● Directive 1:
In the excerpt about Hedwig audiences, who is described as the biggest Hedwig fan?

● Selected text:

####################

The veterans — Betty Buckley, Patti LuPone, Anne Meara, Bea Arthur — would all come and be in tears. Charlotte Rae is the biggest Hedwig fan. And they're not known as punk rock bonafides. They were just feeling it. And then you'd have the Lou Reed, the David Bowie, the Marilyn Manson, sitting next to Barry Manilow, and all loving it. And we were like, "Yes!" We're bringing together everyone we love and the kind of aesthetics which ultimately are just about doing it right and doing it with soul. And doing it [with] multiple influences in mind and not shirking any of them. Making sure we have the drag queens, too, are like, "Yes." That was very important to me. I was most nervous when I saw the real drag legends come in, like, "Oh, f*ck. I'm not a real drag queen." And they were like, "Yes." Now there will be even more people coming to the theatre and hopefully saying, "Yes."

####################

● Directive 2:
Output the stretch of the rows below, from the line containing "INPUT: sandbox" through the end of the rows, as a numbered list, skipping any blank lines.

####################

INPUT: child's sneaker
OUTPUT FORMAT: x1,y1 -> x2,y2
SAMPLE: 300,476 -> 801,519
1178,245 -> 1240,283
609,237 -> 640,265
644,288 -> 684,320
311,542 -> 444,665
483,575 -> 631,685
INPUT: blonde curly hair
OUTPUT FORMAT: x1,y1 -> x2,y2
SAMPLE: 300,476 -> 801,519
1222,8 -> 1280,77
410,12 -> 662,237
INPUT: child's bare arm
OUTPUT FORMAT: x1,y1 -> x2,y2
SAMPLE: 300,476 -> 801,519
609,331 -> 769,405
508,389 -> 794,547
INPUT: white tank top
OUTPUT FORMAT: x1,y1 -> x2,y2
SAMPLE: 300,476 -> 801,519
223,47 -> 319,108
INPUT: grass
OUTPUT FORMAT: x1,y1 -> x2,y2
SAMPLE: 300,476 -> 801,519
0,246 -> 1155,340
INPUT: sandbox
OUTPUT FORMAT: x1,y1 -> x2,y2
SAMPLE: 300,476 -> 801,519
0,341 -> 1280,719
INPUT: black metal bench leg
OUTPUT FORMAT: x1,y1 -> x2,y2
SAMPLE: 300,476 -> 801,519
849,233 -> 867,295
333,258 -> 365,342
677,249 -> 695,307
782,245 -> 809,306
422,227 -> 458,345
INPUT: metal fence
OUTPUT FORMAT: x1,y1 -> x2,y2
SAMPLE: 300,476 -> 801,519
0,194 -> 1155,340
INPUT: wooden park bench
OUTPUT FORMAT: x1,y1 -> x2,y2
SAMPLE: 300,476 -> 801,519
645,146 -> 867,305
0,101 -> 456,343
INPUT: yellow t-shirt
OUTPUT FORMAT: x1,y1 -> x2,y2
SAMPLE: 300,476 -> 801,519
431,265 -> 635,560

####################

● Exercise response 1:
Charlotte Rae

● Exercise response 2:
1. INPUT: sandbox
2. OUTPUT FORMAT: x1,y1 -> x2,y2
3. SAMPLE: 300,476 -> 801,519
4. 0,341 -> 1280,719
5. INPUT: black metal bench leg
6. OUTPUT FORMAT: x1,y1 -> x2,y2
7. SAMPLE: 300,476 -> 801,519
8. 849,233 -> 867,295
9. 333,258 -> 365,342
10. 677,249 -> 695,307
11. 782,245 -> 809,306
12. 422,227 -> 458,345
13. INPUT: metal fence
14. OUTPUT FORMAT: x1,y1 -> x2,y2
15. SAMPLE: 300,476 -> 801,519
16. 0,194 -> 1155,340
17. INPUT: wooden park bench
18. OUTPUT FORMAT: x1,y1 -> x2,y2
19. SAMPLE: 300,476 -> 801,519
20. 645,146 -> 867,305
21. 0,101 -> 456,343
22. INPUT: yellow t-shirt
23. OUTPUT FORMAT: x1,y1 -> x2,y2
24. SAMPLE: 300,476 -> 801,519
25. 431,265 -> 635,560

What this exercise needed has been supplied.